### Passage for review
★ ★ ★ ★ ★
When Paul takes Elise to a house party, the hostess, Sophie, tells Elise that Sarah, who was her friend, had died in her bathroom. Elise later confronts Paul, who admits that he sold his house to Sophie after Sarah's death. He tells Elise that Sarah died from a heart attack while she was taking a bath. Elise reveals that she knows that Marcus was expelled from school. Paul reassures Elise that Marcus needs more time and love.

Elise meets with Sophie, who explains that Sarah kept her heart condition a secret and was electrocuted due to an electric heater beside the bathtub. Elise again confronts Paul, who resents her growing suspicion. Before Paul's departure to Paris, a drunk Elise taunts Marcus and calls him a "freak", to which Marcus responds that he laughed when his mother died. She tries to reconcile with Paul, but he rebuffs her and leaves for the airport.

Noticing a hole in her bedroom ceiling, Elise runs up to the attic and finds that a hole was dug underneath the floorboards. She rushes to Marcus's bedroom and accuses him of spying on her and Paul. She then demands the truth about Sarah's death. Marcus agrees to answer, only if Elise offers herself to him. Elise reluctantly strips naked while asking Marcus questions about Sarah's death. Marcus eventually admits to murdering Sarah, but Elise rebuffs his claims and storms off.

When Paul returns from Paris, Elise takes him to the attic, but the hole has been filled in. Days later, Paul and Marcus find their family dog floating dead in the pool. Elise visits the family psychiatrist, Dr. Viorne, who questions her about the discoveries and accusations against Marcus. Viorne asks why Elise stripped naked in front of Marcus and asks if she harmed his dog. Elise frantically insists that Marcus made her strip in exchange of information about Sarah and proclaims that he murdered his mother.

Elise attempts to smother Marcus with a pillow, but Paul intervenes. Elise is committed to a psychiatric hospital, where she is given sedatives. She starts having nightmares of killing Marcus, being attacked by the family dog, and having sex with Marcus while Paul watches on. After Elise is released, she and Paul reconcile. He tells her that he sold the house as he wanted a fresh start with her and Marcus. Marcus introduces his new dog, Hannibal, to Elise.

Elise and Marcus take Hannibal for a walk. While alone with Elise, Marcus suggests murdering Paul so they can be together. Elise agrees and they kiss. While walking through a park, they come across a road where Elise notices a car coming up at a high speed. She throws a ball across the road for Hannibal to retrieve. Marcus chases after the dog, only to be run over by the car, killing him. Elise walks away as a crowd gathers around Marcus's dead body.

==Cast==
- Mark Lester as Marcus
- Britt Ekland as Elise
- Hardy Krüger as Paul
- Lilli Palmer as Dr. Viorne
- Harry Andrews as headmaster
- Conchita Montes as Sophie
- Collette Jack as Sarah

==Release==
What the Peeper Saw was released in Italy on 14 October 1972 by Indipendenti Regionali as La tua presenza nuda!, in the United Kingdom on 26 November 1972 by Leander Films as Night Hair Child, and in West Germany on 7 February 1973 by MGM as Diabolisch or Der Zeuge hinter der Wand. The film was released in Spain by Cineteca as Diabólica malicia and in France as Les Emotions d'un jeune voyeur or L'Enfant de la nuit.

==Reception==
The Monthly Film Bulletin wrote: "The action proceeds uneasily from one voyeuristic encounter to another, and the script is so poorly constructed that it takes the heroine an hour to discover what has been shown to the audience in the film's first few minutes. Despite brief glimpses of Lilli Palmer as a psychiatrist, the psychodynamics of the situation are barely explored, and the audience is basically required to accept that Marcus has somehow become a fully developed psychopath without exhibiting any symptoms at all to his unsuspecting parents. Many of the dialogue exchanges between husband and wife sound as if they were being read from a teleprompter, and the director occasionally removes the sound altogether and complements their lip movements with the incongruously breezy musical score. Only Harry Andrews' appearance as a headmaster in the brief English sequences provides welcome relief from the unlikely family constellation which the film pretends to examine."
★ ★ ★ ★ ★
### Data listing
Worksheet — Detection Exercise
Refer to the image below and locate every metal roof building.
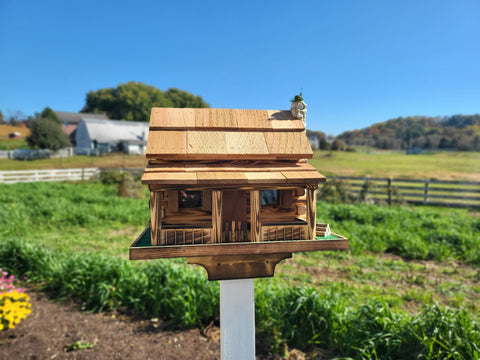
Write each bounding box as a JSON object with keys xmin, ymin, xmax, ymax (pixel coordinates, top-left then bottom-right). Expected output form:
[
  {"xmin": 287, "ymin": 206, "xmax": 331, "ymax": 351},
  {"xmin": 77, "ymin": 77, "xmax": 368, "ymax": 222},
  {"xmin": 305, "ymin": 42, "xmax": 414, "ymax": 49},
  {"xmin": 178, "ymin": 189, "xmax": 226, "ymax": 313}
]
[{"xmin": 75, "ymin": 118, "xmax": 149, "ymax": 154}]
★ ★ ★ ★ ★
### What to do
Answer from the film article:
(a) Which actor plays Sophie?
(b) Under what title and on what date was the film released in the United Kingdom?
(c) What is the name of the new dog Marcus introduces to Elise?
The listing has no connection to the film article.

### Completed exercise
(a) Conchita Montes
(b) Night Hair Child, on 26 November 1972
(c) Hannibal